▶ **Текст**
══════════

В Англии это «самоуправление» (как пишут сами же английские историки), реально избиралось лишь 2-3 процентами от населения округа. При этом занималось огораживаниями, т.е., фактически, геноцидом.

Особый уклад англиканства потребовал и собственной системы права, своих (оторванных от мировой цивилизации) представлений о законе и законности. Англия – первая страна, решительно разорвавшая всяческую преемственность с римским правом.

В странах англосаксонской системы основным источником права является «судебный прецедент», то есть произвол личности, занимающей должность судьи. Писаные законы, кодексы, главное в римском праве – в англоязычных странах большого значения не имеют.

Доминирование судейского произвола (прецедента) среди всех других источников права, преобладание вопросов процессуального права над вопросами материального права, отсутствие четкого отраслевого деления системы права, невыраженность разделения права на публичное и частное (ввиду поглощения последнего первым), предельно-сложный формализм и крючкотворство (казуистичность) заставляют говорить не о системе Права, а о системе Бесправия. Суть кратко можно выразить так: «судья всегда прав», а писаных законов, фактически, не существует, они лишь сырьё для судейских «прецедентов».

══════════

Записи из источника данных
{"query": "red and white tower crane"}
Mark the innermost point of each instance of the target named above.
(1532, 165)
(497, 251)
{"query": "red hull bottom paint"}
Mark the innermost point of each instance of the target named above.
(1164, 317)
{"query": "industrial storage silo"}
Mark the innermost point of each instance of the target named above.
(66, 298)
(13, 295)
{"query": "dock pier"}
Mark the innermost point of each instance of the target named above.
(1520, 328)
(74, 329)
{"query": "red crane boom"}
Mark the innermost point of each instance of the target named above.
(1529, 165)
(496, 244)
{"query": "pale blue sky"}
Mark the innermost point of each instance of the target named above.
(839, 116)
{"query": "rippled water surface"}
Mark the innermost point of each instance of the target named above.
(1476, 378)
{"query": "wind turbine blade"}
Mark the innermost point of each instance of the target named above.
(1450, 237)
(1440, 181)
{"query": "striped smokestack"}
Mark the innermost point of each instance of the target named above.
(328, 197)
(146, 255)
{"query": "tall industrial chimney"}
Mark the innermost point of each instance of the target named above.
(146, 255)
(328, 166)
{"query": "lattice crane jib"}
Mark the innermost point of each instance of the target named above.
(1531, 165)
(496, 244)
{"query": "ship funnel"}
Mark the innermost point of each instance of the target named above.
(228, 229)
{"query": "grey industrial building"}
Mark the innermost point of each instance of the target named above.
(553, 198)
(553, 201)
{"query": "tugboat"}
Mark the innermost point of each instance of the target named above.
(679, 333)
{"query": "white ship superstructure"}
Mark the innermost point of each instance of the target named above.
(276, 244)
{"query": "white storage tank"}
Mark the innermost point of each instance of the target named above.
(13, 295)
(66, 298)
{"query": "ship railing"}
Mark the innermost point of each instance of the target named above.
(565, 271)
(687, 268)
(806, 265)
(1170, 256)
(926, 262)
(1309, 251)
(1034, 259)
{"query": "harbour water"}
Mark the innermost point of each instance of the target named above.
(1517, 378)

══════════

▶ **Задание**
Определите, соответствуют ли тексту об английском праве утверждения 1–3, и ответьте на каждое «да» или «нет», дословно приведя решающие слова текста.
1. Английское «самоуправление» избиралось большинством населения округа.
2. Англия стала первой страной, решительно порвавшей с традицией римского права.
3. В англоязычных странах писаные законы и кодексы играют главную роль.
Записи для работы не понадобятся.

▶ **Письменный ответ**
1. Нет: «реально избиралось лишь 2-3 процентами от населения округа».
2. Да: «Англия – первая страна, решительно разорвавшая всяческую преемственность с римским правом».
3. Нет: «Писаные законы, кодексы, главное в римском праве – в англоязычных странах большого значения не имеют».